### [TASKS TO CARRY OUT]
(a) Please list every item named in the environment line of the Hue Spark notebook guide below.
(b) Carry on the Hue Spark notebook guide below, starting right after its final note.

### [PASSAGE TO READ]

------------

Install Hue Spark Notebook with Livy on Cloudera

This blog will show simple steps to install and configure Hue Spark notebook to run interactive pySpark  scripts using Livy.

Environment used:

CDH 5.12.x , Cloudera Manager, Hue 4.0, Livy 0.3.0, Spark 1.6.0 on RHEL linux.

Sentry was installed in unsecure mode.

Kerberos was not used in the Hadoop cluster. Kerberos will need additional steps not given in this blog.

NOTE: Make sure the user who logs into Hue has access to Hive metastore.

------------

### [DATA SECTION]
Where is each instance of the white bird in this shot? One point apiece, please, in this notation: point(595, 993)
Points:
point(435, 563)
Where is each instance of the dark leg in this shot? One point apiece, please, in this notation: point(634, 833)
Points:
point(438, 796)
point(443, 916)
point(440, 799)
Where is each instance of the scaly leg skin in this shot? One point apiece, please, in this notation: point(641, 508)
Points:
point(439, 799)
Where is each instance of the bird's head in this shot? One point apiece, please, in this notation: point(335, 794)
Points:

------------

### [SOLVED TASKS]
(a) CDH 5.12.x, Cloudera Manager, Hue 4.0, Livy 0.3.0, Spark 1.6.0, RHEL linux

(b)
<<<NEXT STEPS>>>               

Normally in Hue 4.0 the pySpark notebook is hidden and needs to be enabled in Cloudera manager. In Cloudera Manager, go to Hue->Configurations, search for “safety”, in Hue Service Advanced Configuration Snippet (Safety Valve) for hue_safety_valve.ini, add the following configuration, save the changes, and restart Hue. Note you can keep some apps blacklisted like hbase,impala,search if you want by adding them like app_blacklist=hbase,impala,search

[desktop]
app_blacklist=

 

Livy requires at least Spark 1.6 and supports both Scala 2.10 and 2.11 builds of Spark. Check spark version in linux using command:

$ spark-shell –version

Welcome to

____              __

/ __/__  ___ _____/ /__

_\ \/ _ \/ _ `/ __/  ‘_/

/___/ .__/\_,_/_/ /_/\_\   version 1.6.0

/_/

 

<<<NEXT STEPS>>>               

 

NOTE: Initially tried to install Livy version 0.4.0 after downloading version Apache Livy 0.4.0-incubating (zip) from https://livy.apache.org/download/ . 

This version didnt work with Hue 4.0. So tried version 0.3.0 below from Cloudera archive.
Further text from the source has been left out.